Records supplied:

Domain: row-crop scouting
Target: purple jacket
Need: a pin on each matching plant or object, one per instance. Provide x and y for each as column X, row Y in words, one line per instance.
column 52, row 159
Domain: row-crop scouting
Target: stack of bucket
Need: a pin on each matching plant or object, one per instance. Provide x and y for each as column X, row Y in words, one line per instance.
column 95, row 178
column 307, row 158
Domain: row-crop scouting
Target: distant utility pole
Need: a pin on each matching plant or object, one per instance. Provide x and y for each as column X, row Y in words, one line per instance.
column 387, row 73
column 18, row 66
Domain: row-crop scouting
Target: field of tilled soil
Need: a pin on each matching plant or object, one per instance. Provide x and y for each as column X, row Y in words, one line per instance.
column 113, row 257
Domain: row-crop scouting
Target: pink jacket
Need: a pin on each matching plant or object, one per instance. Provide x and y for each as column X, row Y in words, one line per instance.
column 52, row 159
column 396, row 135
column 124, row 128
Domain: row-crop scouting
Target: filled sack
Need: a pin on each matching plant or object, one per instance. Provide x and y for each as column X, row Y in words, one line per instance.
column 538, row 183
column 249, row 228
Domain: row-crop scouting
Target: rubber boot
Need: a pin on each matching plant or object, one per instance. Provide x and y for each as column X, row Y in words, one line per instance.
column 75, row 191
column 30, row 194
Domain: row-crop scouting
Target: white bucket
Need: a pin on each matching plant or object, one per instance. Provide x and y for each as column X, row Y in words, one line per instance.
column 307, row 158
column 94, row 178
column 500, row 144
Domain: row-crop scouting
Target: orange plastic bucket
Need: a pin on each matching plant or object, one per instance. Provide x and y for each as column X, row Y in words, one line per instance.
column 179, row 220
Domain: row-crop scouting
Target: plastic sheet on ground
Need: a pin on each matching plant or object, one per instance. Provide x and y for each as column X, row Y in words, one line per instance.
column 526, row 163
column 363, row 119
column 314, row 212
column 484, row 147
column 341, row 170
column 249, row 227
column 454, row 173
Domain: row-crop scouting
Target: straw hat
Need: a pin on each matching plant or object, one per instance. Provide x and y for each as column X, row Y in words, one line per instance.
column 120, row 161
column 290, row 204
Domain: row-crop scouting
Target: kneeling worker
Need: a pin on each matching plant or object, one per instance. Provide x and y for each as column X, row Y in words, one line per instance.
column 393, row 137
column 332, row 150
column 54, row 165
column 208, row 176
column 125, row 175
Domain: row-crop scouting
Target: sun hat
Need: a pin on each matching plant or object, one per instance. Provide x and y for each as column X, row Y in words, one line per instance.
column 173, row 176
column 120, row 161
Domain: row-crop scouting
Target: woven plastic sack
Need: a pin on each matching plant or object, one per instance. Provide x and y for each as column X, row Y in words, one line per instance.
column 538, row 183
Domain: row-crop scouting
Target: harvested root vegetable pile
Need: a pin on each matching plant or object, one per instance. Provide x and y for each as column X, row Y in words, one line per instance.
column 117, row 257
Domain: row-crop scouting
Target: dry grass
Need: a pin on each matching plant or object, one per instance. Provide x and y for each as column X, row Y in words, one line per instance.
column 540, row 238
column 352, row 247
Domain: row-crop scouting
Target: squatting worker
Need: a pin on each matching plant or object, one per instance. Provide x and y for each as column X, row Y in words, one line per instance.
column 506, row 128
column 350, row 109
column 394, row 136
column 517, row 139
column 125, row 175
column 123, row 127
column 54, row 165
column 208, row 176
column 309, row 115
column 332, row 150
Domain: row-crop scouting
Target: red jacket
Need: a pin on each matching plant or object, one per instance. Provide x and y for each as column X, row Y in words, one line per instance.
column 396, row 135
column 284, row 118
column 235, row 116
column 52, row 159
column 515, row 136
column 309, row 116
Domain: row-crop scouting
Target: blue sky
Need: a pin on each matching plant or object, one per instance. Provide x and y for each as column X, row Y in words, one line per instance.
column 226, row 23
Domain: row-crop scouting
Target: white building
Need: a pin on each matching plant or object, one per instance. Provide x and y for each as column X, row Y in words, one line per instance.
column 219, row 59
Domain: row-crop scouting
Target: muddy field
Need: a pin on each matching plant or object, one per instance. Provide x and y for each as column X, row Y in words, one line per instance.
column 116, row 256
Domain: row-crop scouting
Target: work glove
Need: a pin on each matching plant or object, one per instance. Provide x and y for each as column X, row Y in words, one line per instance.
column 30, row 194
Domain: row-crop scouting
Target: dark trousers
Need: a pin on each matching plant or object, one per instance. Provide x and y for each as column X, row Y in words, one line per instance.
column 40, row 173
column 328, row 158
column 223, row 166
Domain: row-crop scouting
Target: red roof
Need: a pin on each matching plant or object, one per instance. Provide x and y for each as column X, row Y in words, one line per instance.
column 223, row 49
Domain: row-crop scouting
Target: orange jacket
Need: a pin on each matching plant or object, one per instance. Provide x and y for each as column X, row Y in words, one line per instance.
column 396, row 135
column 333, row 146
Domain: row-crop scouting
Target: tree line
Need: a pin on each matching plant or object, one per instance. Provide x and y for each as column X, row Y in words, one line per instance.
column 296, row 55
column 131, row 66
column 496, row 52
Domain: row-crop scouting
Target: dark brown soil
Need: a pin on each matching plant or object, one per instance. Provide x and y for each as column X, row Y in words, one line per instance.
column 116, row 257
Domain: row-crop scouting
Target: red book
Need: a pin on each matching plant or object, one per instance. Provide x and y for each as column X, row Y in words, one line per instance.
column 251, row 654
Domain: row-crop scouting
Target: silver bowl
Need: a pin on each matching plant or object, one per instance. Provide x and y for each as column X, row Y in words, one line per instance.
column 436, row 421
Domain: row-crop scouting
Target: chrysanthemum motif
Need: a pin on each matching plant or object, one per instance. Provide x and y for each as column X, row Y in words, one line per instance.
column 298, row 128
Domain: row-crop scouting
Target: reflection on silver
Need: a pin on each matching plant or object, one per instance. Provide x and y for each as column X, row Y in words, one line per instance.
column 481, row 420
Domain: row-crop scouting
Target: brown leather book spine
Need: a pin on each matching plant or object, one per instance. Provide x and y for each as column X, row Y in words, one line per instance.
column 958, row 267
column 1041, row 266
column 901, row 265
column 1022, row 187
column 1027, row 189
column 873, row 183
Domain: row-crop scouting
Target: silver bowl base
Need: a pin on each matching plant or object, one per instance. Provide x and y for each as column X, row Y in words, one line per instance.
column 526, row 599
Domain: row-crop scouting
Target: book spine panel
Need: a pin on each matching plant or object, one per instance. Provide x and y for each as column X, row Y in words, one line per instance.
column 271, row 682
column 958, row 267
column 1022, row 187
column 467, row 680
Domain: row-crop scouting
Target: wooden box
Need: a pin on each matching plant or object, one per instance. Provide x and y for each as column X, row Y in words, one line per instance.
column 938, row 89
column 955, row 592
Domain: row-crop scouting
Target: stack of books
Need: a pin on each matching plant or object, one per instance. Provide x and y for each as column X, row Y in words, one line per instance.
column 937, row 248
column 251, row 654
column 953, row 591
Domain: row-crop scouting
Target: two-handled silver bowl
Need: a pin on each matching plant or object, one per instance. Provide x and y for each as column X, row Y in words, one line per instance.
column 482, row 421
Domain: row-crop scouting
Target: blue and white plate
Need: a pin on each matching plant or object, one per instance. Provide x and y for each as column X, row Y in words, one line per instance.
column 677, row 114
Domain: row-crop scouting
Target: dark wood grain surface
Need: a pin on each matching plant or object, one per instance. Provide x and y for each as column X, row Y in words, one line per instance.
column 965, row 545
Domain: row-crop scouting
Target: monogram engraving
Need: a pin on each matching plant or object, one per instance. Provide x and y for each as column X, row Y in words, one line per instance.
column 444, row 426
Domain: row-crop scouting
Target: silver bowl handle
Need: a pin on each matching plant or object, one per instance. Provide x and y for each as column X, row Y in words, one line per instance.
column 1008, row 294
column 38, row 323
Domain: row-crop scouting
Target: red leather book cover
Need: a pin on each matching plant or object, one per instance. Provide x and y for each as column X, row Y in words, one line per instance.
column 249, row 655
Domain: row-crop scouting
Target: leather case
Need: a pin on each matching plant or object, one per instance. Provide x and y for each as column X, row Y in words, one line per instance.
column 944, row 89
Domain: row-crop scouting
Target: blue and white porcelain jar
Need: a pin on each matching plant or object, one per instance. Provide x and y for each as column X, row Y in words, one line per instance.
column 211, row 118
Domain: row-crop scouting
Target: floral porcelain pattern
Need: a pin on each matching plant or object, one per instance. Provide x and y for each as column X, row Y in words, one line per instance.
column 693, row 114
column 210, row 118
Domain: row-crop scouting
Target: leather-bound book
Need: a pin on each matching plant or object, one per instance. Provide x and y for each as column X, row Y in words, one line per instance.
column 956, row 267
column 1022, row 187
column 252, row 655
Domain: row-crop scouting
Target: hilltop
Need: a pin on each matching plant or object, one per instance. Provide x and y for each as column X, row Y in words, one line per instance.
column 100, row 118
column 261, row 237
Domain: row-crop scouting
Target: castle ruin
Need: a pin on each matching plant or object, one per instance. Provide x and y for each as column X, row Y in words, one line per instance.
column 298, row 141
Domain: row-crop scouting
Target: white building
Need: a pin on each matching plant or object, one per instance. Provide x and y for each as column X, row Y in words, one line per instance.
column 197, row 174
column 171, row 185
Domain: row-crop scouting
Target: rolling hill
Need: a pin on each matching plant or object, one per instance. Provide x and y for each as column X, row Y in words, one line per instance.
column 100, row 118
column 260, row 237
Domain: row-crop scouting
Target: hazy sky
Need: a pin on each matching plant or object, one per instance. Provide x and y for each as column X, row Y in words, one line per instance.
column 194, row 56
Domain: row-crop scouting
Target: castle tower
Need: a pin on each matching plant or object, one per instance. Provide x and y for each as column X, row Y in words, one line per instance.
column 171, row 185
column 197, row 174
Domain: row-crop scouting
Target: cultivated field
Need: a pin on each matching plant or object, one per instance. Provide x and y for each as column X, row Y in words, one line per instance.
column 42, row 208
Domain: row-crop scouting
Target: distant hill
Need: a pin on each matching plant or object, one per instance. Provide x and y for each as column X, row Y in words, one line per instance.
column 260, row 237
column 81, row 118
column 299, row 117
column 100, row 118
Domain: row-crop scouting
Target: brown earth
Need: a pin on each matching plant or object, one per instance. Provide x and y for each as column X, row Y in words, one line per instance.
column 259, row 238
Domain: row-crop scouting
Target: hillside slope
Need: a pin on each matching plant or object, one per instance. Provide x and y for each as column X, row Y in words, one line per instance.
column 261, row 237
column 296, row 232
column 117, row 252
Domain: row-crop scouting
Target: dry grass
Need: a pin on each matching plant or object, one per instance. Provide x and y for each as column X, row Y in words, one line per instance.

Request: Please output as a numbered list, leaving out blank lines, the rows starting at the start of the rows and going on through the line that contains "column 179, row 220".

Worked solution:
1. Domain: row-crop scouting
2. Target: purple jacket
3. Need: a pin on each matching plant or object, one per instance. Provide x and y for each as column X, row Y in words, one line per instance.
4. column 52, row 159
5. Domain: row-crop scouting
6. Target: stack of bucket
7. Need: a pin on each matching plant or object, one per instance. Provide x and y for each as column X, row Y in words, one line per instance.
8. column 95, row 178
9. column 307, row 158
10. Domain: row-crop scouting
11. Target: distant utility pole
12. Need: a pin on each matching plant or object, one per instance. Provide x and y for each as column X, row Y in words, one line per instance.
13. column 387, row 73
14. column 18, row 66
15. Domain: row-crop scouting
16. Target: field of tilled soil
17. Need: a pin on each matching plant or object, one per instance. Provide x and y for each as column X, row Y in words, one line per instance.
18. column 113, row 257
19. Domain: row-crop scouting
20. Target: pink jacket
21. Need: a pin on each matching plant or object, one per instance. Provide x and y for each as column X, row Y in words, one line per instance.
22. column 52, row 159
23. column 396, row 135
24. column 124, row 128
25. Domain: row-crop scouting
26. Target: filled sack
27. Need: a pin on each matching plant or object, one per instance. Provide x and y for each as column X, row Y in words, one line per instance.
28. column 538, row 183
29. column 249, row 228
30. Domain: row-crop scouting
31. Target: rubber boot
32. Need: a pin on each matching plant or object, one per instance. Provide x and y for each as column X, row Y in words, one line per instance.
33. column 75, row 191
34. column 30, row 194
35. Domain: row-crop scouting
36. Target: white bucket
37. Need: a pin on each matching plant or object, one per instance. Provide x and y for each as column X, row Y in words, one line per instance.
38. column 307, row 158
39. column 94, row 178
40. column 500, row 144
41. Domain: row-crop scouting
42. Target: orange plastic bucket
43. Need: a pin on each matching plant or object, one per instance. Provide x and y for each as column X, row Y in words, one line per instance.
44. column 179, row 220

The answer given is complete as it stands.